_Text section_:
:::

Despite advances in breast cancer detection and treatment that have helped many women keep more of their own breast tissue, in about 40 percent of cases, U.S. surgeons re-operate to get a cancer-free margin.
The optimal size of the "clean margin" – a rim of healthy tissue beyond the tumor – was a hot topic at last week's annual meeting of the Society of Surgical Oncology in Orlando, Fla., especially in the most survivable breast cancer, ductal carcinoma in situ (DCIS).
As they debated surgical margins , the Journal of the National Cancer Institute published a review of 21 DCIS studies dating to 1970, from which University of Minnesota public health researchers concluded that surgeons should aim for "margins as wide as possible" for all DCIS. In an accompanying commentary, co-author Dr. Monica Morrow, chief of the breast cancer service at Memorial Sloan-Kettering Cancer Center in New York, called the study conclusion surprising and "a major change in the current standard surgical approach to DCIS."
Morrow, who on Friday became president of the Society of Surgical Oncology, said only five of the reviewed studies reported using margins of at least 10 millimeters (slightly more than a third of an inch). "Any net benefit of more widely clear margins on the overall health of women with DCIS would be extremely small or negligible," she said.
Morrow suggested research could be better directed toward "identifying those factors that result in the progression of DCIS to invasive cancer," which she called critical to tailoring treatment.
Although the rate of invasive breast cancer diagnoses has dropped since 2000, likely reflecting reduced hormone replacement therapy, the number of annual DCIS diagnoses has risen steadily to 60,000, from 4,900 in 1983, before widespread screening.

:::

Name every organization or publication mentioned in the article on breast cancer surgical margins, listing each only once. The data come from a separate source unrelated to this text.

:::

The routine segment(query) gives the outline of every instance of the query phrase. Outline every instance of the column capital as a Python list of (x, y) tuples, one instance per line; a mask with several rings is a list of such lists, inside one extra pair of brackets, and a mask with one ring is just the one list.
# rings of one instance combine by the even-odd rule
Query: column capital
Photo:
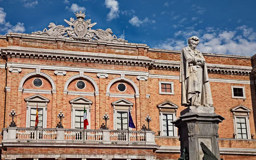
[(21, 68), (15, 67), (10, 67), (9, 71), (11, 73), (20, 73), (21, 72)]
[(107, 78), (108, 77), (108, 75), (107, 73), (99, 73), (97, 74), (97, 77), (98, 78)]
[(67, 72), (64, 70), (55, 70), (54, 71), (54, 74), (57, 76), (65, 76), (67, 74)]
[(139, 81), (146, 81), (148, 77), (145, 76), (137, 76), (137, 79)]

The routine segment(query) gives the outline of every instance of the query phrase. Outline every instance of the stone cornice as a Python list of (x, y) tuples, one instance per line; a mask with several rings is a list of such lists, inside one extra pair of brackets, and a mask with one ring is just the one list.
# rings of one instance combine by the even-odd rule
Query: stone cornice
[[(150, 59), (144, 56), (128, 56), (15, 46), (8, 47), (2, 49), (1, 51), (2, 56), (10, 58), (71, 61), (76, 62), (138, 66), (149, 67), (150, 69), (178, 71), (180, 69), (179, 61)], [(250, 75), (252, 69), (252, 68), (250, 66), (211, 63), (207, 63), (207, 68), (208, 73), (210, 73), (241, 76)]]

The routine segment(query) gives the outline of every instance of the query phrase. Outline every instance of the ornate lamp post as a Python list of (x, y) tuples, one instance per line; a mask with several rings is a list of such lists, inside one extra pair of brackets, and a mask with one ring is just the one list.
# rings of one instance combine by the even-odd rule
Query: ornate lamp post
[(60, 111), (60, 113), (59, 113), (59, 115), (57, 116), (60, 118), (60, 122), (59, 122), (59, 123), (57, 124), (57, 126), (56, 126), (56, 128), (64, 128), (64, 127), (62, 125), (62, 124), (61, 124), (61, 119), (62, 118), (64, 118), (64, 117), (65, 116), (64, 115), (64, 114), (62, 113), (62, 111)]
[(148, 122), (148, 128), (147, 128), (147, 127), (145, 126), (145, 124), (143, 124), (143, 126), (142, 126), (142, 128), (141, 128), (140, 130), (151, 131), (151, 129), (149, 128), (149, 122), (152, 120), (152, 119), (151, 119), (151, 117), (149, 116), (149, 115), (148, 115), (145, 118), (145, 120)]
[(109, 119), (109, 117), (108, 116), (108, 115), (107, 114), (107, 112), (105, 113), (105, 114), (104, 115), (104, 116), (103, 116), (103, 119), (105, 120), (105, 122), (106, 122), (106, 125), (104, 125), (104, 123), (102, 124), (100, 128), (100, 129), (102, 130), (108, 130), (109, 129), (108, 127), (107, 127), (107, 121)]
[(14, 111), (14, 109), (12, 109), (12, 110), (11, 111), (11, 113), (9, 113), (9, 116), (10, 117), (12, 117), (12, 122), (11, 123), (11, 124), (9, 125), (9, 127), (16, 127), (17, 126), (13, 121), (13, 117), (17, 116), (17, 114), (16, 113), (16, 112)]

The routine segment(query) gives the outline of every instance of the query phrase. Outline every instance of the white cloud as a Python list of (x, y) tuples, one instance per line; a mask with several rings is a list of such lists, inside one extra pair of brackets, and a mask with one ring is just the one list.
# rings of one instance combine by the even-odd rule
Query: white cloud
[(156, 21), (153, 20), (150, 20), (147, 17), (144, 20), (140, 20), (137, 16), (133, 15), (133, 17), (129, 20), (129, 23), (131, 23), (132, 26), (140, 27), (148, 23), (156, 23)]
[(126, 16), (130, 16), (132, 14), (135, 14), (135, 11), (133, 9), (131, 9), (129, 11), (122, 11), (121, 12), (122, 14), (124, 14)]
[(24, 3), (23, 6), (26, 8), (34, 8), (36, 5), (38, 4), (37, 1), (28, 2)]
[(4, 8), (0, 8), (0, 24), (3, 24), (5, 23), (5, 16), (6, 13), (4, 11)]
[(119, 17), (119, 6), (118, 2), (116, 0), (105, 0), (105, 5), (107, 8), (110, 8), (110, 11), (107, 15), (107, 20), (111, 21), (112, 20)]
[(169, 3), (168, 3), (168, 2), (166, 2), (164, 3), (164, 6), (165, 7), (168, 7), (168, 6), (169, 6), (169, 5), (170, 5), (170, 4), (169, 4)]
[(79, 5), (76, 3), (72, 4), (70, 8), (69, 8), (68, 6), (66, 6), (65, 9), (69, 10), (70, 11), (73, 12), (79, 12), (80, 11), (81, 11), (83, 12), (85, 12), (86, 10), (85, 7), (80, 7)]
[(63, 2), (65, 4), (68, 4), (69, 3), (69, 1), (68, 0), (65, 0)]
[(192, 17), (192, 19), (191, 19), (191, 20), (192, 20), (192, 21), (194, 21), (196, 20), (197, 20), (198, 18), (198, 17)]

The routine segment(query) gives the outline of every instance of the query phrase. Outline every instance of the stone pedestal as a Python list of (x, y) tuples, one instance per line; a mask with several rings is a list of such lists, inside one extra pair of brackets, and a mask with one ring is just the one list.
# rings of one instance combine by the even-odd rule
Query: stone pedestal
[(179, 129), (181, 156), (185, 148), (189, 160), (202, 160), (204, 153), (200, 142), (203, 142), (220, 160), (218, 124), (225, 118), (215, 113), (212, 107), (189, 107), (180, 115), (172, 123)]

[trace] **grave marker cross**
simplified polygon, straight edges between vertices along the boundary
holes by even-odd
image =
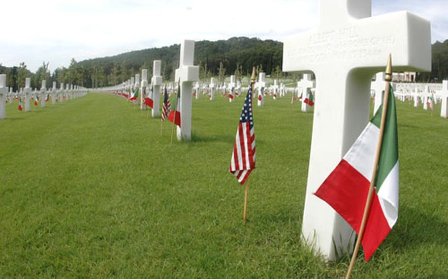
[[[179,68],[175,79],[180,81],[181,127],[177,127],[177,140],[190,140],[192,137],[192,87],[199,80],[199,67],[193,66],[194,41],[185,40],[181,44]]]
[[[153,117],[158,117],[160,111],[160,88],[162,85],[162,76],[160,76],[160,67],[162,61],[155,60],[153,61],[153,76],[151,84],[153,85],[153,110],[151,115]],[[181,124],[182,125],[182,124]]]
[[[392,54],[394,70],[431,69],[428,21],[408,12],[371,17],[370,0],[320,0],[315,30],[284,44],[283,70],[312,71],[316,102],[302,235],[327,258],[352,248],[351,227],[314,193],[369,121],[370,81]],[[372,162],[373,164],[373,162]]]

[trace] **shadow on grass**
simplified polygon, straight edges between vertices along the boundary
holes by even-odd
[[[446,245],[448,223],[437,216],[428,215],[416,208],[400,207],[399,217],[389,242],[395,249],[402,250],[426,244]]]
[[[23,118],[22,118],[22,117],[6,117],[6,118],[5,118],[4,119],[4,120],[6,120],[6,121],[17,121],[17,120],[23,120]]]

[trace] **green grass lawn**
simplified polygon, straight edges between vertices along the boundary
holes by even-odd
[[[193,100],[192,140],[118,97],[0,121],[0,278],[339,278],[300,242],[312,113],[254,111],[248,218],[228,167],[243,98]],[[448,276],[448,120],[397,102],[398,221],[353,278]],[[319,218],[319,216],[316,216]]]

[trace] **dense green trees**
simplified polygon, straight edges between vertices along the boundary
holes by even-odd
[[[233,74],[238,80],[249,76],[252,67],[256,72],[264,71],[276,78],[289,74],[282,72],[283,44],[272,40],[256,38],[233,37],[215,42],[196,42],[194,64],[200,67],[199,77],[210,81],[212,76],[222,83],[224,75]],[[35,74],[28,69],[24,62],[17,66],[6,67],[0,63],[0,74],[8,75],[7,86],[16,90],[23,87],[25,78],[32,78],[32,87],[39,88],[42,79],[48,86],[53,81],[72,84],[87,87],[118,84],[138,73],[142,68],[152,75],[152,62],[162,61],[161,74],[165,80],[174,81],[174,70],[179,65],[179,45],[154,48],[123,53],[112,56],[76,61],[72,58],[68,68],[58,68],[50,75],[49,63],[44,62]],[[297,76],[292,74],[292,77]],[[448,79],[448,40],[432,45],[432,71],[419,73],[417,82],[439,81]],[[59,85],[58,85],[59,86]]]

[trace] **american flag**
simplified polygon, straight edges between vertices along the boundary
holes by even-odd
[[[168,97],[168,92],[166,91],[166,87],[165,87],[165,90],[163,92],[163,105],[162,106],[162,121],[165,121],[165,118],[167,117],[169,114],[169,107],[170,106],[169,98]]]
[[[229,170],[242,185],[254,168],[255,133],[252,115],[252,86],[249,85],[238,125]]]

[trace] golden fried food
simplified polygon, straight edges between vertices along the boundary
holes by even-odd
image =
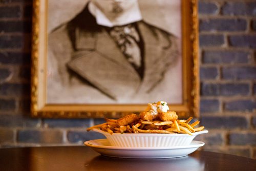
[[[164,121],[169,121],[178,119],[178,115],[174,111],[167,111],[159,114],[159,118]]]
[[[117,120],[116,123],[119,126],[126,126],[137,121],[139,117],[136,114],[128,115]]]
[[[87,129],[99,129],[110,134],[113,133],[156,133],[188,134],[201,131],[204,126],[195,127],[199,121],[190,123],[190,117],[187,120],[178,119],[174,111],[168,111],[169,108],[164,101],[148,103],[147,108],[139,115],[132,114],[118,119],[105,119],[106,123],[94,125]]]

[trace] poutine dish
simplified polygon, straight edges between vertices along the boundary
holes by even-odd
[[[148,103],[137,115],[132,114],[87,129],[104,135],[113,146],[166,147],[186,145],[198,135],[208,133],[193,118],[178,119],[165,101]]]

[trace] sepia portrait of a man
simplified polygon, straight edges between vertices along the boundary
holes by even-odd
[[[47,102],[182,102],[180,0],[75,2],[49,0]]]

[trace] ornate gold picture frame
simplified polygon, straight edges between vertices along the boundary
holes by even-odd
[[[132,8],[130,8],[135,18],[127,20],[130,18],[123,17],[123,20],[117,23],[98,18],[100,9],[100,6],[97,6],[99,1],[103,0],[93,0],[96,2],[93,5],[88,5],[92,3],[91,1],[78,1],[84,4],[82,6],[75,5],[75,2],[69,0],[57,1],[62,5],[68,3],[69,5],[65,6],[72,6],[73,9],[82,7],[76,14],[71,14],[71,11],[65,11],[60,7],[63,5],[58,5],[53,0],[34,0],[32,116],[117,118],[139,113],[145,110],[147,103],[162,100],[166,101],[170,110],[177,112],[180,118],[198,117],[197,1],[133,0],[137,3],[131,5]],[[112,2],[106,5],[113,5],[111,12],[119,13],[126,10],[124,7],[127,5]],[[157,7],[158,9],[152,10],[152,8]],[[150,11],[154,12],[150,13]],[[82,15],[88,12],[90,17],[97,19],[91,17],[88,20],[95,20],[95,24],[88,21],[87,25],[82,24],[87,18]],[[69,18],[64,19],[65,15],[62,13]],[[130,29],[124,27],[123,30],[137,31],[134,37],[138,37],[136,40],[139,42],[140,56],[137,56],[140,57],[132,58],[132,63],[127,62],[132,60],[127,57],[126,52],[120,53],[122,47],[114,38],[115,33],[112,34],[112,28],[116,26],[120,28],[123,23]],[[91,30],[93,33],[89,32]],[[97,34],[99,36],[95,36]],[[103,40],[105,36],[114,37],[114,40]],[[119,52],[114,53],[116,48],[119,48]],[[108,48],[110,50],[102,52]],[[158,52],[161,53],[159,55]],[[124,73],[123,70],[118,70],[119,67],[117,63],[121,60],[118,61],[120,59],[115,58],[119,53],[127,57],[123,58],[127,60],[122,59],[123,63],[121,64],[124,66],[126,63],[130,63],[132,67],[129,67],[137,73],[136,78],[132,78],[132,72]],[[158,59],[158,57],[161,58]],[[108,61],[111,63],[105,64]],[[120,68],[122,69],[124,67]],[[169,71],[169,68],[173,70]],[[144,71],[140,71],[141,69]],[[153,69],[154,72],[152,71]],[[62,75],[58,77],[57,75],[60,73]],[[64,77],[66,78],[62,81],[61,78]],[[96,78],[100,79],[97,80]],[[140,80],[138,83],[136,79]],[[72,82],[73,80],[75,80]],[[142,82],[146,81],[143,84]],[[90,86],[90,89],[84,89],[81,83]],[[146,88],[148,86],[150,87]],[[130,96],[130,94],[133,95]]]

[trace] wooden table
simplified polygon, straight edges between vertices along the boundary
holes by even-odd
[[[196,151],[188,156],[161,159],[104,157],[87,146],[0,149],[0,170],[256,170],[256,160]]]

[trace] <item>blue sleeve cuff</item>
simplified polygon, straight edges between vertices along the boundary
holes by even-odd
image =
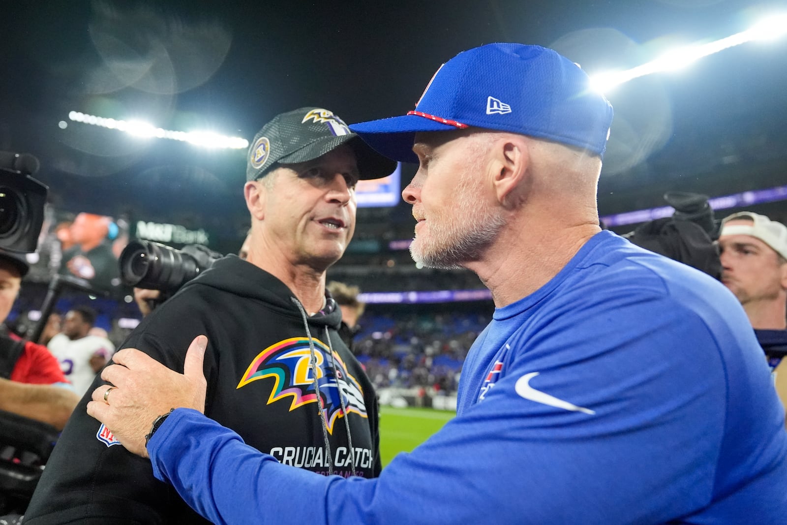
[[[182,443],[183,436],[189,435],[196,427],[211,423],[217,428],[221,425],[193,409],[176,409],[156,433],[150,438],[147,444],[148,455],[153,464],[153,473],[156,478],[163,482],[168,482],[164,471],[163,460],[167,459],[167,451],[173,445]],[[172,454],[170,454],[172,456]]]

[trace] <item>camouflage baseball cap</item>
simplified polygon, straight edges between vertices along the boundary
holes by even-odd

:::

_Response to the exercise_:
Society of Surgical Oncology
Journal of the National Cancer Institute
University of Minnesota
Memorial Sloan-Kettering Cancer Center